Text -
▬▬▬▬▬▬

I was writing a post called with this same title and just recently added "with some crying mixed in" after certain events that have happened in the past 2 1/2 weeks. This is my advice to all the aspiring small business owners out there. Education : When I look back on the history of walk in love. and Brooke Courtney Photography (the two buisnesses my wife and I own) this is the step that I really wish I would have used more. If you are out there thinking that "all you need is a website or a camera" and then I will make tons of money you couldn't be more wrong. Those two things will help you make money but they are not the answer to the question "How do I get started?"
The answer to that questions is education. I don't mean go and get a business degree or anyhing like that. I don't have a business degree. It just means that before you take the plunge into the small business world make sure you are educated on your field of interest. When I started selling shirts I started with these terrible Gildan shirts that were so ugly and uncomfortable. I just wanted to sell shirts so it's the first one I picked out. Looking back I wish I would have educated myself on the styles, builds and brands of blank shirts out there. Instead I jumped in thinking "it's just a t-shirt." So often I see friends and other aspiring small business owners skip this education step thinking, "if they can do it so can I." If you educate yourself on what you want to do, whether it's photography, design, clothing or selling sports memorabilia you are instantly giving yourself a leg up on all the people who are just starting with no thought at all. I wish I could go back sometimes and start walk in love. with more education.
Also, ask for help! There is so much knowledge at our fingertips with the internet and there are so many good business men and women out there that are willing to share their story with you. Brooke and I decided very early on that we weren't going to hoard our secrets. We love helping aspiring business owners grow and mature with what we've learned over the years (mostly from mistakes.) Also if you are really serious about going into business for yourself read the book "Crush it" by Gary Vaynerkchuk
Execution: After you are done educating your pants off you better bring it. Owning, running and growing a small business takes execution. Don't expect to open the web store or launch your website and watch your bank account rise without doing anything. Get ready to work and work hard. I get so tired of people expecting everything without doing anything. As I grow in business I am finding that the most important place to execute is in giving your clients the best experience out there. When people come into the store I want them to feel welcomed and appreciated. I want our employees to smile, joke with and make every customer feel welcomed. I also tell them in the same breathe not to be creepers and to just let the customers shop. With photography I want our clients to feel comfortable and happy during our sessions. I want to be able to bring the stress down of a wedding day and not add to it. I am so often sickened by poor customer service to the point where I will not shop in certain places. Give your customers the greatest experience and you will create brand loyalty and word of mouth advertising, both of which cannot be bought. I am just highlighting customer services, but execution is crucial in every part of your business, but they all have their roots in giving your customers the best experience out there!
Dedication: For the first time in my life I had the thought "I wish I didn't own walk in love." For the context of this I will backtrack about 5 months.

▬▬▬▬▬▬

Written task 1 - In the small business advice post, transcribe the passage from "Dedication: For the" up to and including "about 5 months.".
Written task 2 - According to the small business advice post, which brand of shirts did the writer use on first starting to sell shirts?

Data extract -
▬▬▬▬▬▬

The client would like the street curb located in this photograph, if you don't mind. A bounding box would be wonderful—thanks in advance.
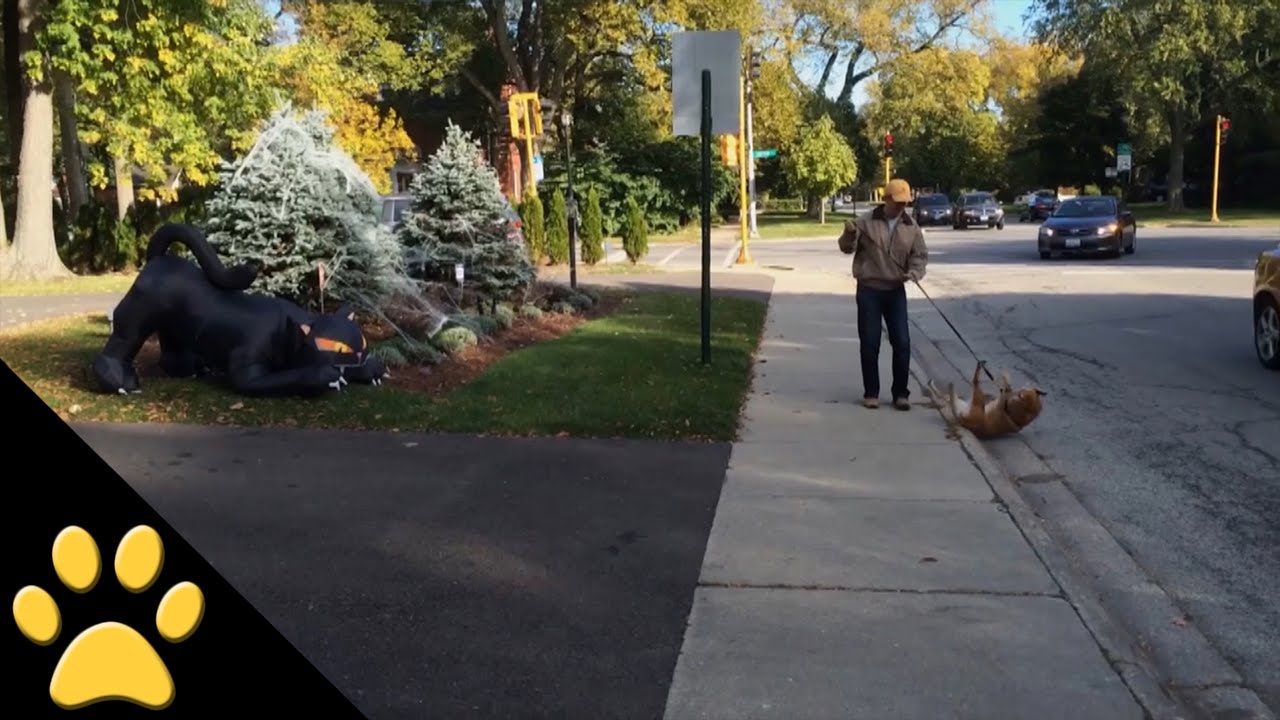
[911,313,1276,720]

▬▬▬▬▬▬

Task result 1 -
Dedication: For the first time in my life I had the thought "I wish I didn't own walk in love." For the context of this I will backtrack about 5 months.

Task result 2 - Gildan